(Point-per-instance localization data)
━━━━━━━━━━
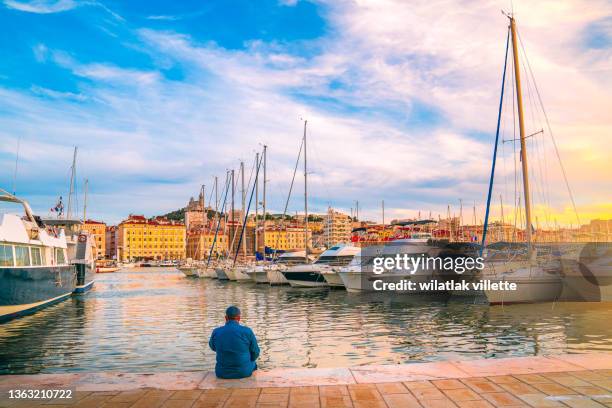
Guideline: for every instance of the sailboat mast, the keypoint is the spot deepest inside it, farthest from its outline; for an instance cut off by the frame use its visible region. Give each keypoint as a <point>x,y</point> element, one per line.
<point>243,208</point>
<point>524,167</point>
<point>85,201</point>
<point>256,203</point>
<point>72,176</point>
<point>263,233</point>
<point>305,196</point>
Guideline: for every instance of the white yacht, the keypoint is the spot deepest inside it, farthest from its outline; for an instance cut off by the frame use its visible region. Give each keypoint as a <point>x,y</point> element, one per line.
<point>35,268</point>
<point>358,276</point>
<point>286,260</point>
<point>310,275</point>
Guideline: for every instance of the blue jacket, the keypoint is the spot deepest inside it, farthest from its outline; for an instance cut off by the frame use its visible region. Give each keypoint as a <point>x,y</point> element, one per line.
<point>236,348</point>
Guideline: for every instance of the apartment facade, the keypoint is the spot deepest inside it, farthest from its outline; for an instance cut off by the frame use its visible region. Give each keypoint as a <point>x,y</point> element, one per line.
<point>200,241</point>
<point>97,230</point>
<point>158,238</point>
<point>337,228</point>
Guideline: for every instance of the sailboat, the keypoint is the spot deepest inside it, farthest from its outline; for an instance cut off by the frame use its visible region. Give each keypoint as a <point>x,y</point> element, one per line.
<point>535,281</point>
━━━━━━━━━━
Task requirements | Copy each line above exactly, with no images.

Problem solution |
Guideline: for every instance of the sailboat mast, the keypoint is the spot deepest inside it, farthest from its outline; for an instance cut off by the frame use its visible region. Give each keypoint as a <point>x,y</point> element, one per line.
<point>243,208</point>
<point>524,167</point>
<point>85,201</point>
<point>256,203</point>
<point>72,176</point>
<point>263,233</point>
<point>305,196</point>
Guideline: for every instance of the white yacht, the keypoint is the spot deepest inside it, farthest from its outline; for an instance cut off by the frame use its visible region. Give each keypoint as a <point>x,y</point> element, one per line.
<point>35,268</point>
<point>358,276</point>
<point>286,260</point>
<point>310,275</point>
Guideline: for every instance of the blue jacket, the keypoint is the spot deepest inside it, farthest from its outline; for an instance cut off by the frame use its visible region. Give each keypoint as a <point>x,y</point> element, one per line.
<point>236,348</point>
Guideline: for every instance of the apartment facade, the keypoint is the spot deepest inside it, farthest from its outline; for an instance cut off by the frame use its visible region. Give each keypoint as a <point>x,y</point> element, one per line.
<point>200,241</point>
<point>97,230</point>
<point>158,238</point>
<point>337,228</point>
Guideline: for every instance of the sailboat, the keypoint is the spot deepest inside it, farthest from its outline; for an instance cut off by the frame use its visible region. Give each keypoint as a <point>x,y</point> element, one per line.
<point>535,281</point>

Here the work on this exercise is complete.